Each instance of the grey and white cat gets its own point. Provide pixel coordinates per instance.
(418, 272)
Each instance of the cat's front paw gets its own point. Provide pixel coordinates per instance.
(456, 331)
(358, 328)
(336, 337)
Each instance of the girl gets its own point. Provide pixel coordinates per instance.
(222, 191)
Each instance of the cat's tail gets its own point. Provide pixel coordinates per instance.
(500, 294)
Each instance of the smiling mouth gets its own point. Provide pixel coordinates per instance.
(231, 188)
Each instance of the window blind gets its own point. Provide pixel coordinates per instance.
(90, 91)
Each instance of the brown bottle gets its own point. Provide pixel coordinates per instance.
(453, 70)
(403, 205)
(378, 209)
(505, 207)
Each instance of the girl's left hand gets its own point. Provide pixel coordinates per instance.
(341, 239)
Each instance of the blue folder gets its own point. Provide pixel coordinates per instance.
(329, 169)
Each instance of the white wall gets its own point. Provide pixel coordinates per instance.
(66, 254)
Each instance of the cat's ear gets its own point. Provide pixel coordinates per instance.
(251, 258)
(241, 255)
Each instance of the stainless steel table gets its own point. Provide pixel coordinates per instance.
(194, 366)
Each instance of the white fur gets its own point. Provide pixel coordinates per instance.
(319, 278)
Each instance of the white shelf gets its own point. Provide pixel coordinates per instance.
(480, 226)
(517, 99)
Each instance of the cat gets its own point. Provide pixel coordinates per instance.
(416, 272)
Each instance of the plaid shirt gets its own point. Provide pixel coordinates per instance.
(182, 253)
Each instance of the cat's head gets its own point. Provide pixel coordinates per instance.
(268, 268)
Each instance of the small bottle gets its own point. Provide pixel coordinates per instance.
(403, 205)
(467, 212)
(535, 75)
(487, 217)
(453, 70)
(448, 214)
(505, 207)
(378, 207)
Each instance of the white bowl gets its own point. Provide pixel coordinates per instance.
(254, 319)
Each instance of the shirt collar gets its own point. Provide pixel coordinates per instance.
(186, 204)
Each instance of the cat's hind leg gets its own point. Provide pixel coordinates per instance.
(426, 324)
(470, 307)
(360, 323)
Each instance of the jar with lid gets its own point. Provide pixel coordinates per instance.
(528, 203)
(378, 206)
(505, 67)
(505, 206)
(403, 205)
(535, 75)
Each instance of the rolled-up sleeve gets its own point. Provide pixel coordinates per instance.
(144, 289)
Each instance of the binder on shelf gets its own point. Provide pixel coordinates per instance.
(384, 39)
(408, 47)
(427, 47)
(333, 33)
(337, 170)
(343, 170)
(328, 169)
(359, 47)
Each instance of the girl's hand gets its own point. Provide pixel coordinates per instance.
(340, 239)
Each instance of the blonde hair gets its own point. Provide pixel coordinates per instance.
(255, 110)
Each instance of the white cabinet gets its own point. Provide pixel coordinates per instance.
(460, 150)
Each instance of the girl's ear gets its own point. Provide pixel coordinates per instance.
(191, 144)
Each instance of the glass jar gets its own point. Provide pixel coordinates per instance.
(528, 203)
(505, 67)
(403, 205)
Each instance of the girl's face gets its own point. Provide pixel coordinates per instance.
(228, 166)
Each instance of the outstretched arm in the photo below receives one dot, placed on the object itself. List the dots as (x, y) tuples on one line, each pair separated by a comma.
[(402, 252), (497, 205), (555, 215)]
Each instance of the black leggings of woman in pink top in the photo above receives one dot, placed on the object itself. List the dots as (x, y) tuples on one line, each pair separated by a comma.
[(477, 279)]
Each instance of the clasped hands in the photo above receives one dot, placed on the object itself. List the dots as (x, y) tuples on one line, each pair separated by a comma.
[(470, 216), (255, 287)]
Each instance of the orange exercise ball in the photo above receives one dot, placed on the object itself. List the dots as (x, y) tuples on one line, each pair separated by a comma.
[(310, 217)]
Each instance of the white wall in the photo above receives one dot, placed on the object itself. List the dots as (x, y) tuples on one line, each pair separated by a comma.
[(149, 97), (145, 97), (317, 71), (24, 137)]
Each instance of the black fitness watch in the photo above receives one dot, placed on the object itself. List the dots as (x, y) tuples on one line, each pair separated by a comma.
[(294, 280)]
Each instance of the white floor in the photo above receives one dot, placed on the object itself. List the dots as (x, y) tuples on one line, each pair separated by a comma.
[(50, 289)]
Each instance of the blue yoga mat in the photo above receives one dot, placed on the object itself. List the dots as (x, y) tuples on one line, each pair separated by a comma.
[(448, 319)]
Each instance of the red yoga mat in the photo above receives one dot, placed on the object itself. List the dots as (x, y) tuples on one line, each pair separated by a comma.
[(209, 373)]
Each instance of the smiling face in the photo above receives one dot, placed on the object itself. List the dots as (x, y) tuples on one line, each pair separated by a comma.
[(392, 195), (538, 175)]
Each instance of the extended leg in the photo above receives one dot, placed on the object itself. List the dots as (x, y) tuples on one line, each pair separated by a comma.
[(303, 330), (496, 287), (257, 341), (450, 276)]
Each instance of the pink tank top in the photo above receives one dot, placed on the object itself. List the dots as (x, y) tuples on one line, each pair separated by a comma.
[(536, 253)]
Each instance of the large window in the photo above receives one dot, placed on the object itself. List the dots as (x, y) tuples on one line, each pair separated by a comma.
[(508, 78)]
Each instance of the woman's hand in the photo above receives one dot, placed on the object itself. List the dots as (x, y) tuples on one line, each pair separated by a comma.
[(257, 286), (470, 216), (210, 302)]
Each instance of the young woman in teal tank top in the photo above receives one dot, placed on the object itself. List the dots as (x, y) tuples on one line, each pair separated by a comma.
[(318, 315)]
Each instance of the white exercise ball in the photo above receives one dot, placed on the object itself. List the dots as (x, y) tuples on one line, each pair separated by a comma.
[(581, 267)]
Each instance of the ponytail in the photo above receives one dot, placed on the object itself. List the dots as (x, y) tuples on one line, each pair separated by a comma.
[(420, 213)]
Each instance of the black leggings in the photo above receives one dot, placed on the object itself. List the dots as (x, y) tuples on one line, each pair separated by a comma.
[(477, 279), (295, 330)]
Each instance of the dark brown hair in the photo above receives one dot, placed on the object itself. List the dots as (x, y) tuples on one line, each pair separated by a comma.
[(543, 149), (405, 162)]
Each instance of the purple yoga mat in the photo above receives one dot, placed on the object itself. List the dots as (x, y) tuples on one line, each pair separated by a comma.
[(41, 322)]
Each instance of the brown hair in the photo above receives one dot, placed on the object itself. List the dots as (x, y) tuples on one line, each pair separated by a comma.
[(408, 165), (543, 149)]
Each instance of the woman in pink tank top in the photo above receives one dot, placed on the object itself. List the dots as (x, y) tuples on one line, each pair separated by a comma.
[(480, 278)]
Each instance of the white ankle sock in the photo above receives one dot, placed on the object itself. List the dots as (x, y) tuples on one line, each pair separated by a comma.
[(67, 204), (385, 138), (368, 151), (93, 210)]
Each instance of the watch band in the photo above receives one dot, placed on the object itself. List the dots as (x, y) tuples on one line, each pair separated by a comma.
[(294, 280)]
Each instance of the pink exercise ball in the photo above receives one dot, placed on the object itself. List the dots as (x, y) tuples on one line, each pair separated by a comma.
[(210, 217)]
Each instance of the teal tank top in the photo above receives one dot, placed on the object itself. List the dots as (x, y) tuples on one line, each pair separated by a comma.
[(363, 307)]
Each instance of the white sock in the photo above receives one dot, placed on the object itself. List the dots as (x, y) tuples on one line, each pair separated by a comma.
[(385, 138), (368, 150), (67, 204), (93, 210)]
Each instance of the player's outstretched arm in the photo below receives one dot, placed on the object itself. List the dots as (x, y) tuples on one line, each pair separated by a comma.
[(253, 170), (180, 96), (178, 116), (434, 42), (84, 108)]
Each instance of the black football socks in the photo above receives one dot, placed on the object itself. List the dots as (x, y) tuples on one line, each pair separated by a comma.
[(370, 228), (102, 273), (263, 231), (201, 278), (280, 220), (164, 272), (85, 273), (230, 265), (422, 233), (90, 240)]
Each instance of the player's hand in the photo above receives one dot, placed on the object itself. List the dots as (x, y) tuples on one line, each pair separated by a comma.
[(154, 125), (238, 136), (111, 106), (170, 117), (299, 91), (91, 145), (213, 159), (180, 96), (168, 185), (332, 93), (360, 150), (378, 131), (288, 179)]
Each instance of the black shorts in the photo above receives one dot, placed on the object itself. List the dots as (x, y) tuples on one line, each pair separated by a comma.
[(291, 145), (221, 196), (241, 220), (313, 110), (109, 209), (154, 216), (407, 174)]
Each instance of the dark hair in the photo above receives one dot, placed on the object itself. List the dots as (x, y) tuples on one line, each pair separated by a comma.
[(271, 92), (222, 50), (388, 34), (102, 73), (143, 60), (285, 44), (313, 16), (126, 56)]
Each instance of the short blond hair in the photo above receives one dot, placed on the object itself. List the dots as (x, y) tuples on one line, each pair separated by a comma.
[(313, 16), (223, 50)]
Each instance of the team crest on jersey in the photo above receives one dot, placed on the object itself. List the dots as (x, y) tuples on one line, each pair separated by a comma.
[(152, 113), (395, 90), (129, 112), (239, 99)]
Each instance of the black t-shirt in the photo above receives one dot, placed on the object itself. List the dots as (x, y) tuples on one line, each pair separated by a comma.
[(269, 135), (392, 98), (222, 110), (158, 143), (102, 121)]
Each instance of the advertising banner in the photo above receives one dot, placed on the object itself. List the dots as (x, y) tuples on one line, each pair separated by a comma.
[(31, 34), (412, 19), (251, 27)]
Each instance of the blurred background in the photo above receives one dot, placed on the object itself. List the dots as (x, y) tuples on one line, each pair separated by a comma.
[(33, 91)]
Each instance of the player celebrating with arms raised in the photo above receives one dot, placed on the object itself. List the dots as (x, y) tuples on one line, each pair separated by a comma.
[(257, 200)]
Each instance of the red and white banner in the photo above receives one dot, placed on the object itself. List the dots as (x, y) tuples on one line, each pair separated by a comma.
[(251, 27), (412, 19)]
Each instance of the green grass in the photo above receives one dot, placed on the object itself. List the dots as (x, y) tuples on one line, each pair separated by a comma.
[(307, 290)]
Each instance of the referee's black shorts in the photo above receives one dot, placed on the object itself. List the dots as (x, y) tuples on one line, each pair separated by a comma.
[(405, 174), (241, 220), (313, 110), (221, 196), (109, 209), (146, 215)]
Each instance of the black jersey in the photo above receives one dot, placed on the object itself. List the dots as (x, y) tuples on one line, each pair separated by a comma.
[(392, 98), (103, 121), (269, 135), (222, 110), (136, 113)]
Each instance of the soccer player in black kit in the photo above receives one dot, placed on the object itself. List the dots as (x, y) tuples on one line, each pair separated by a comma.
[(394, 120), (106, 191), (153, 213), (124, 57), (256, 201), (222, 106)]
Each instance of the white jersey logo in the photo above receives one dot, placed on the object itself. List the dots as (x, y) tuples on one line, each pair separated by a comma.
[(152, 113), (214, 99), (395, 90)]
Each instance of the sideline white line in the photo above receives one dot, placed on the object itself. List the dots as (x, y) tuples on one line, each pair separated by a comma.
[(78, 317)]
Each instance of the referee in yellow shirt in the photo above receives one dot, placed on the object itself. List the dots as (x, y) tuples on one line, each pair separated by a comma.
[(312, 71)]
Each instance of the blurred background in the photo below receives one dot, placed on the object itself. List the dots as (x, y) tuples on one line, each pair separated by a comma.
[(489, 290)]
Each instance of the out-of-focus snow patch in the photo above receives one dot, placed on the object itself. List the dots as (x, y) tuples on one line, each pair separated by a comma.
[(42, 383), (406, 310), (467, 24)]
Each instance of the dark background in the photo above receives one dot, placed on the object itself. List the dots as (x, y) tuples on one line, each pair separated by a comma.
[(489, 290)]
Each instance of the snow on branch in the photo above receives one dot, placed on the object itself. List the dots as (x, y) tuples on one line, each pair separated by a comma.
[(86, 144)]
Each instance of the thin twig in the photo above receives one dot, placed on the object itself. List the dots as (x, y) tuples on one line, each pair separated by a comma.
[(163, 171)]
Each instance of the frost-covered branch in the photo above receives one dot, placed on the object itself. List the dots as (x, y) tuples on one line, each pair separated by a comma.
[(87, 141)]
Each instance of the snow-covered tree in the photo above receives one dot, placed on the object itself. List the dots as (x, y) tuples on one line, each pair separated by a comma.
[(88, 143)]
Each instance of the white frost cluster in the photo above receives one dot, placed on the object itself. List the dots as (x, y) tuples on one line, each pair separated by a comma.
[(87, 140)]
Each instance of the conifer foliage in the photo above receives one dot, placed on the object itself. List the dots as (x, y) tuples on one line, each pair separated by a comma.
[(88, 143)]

++++++++

Could you update the items starting with the line containing "Each instance of the white jersey" and going on through the line containing "[(152, 113), (214, 99), (395, 90)]", putting "shirt badge" in place of "jersey logo" and leaving everything else unchanged?

Each instance of the white shirt badge in the photo above receives one dot, placed on the object itself. List the dots as (x, y) tuples on one line, each pair separated by a comma.
[(152, 113), (214, 99), (395, 90)]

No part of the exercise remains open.